Reproduce the listing below word for word, omitting the picture.

▸ **THE INPUT**
-- -- --
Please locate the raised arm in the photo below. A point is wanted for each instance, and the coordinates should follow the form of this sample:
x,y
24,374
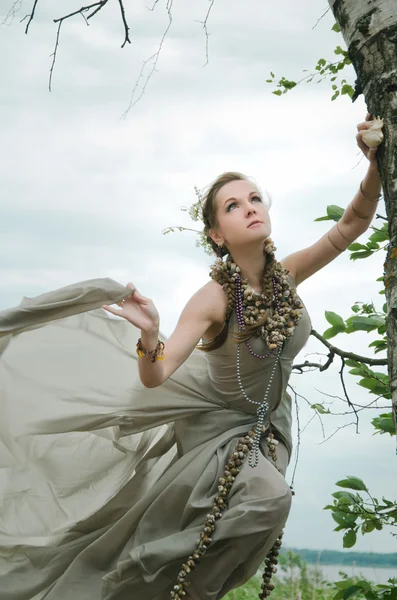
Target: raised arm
x,y
206,308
-- -- --
▸ **RESPONSE FOR THIS EXERCISE**
Please locate the raised arm in the photo below. A point is wanted for each instance, and the coordinates should follow the form of this sample:
x,y
24,374
Target: raised arm
x,y
206,308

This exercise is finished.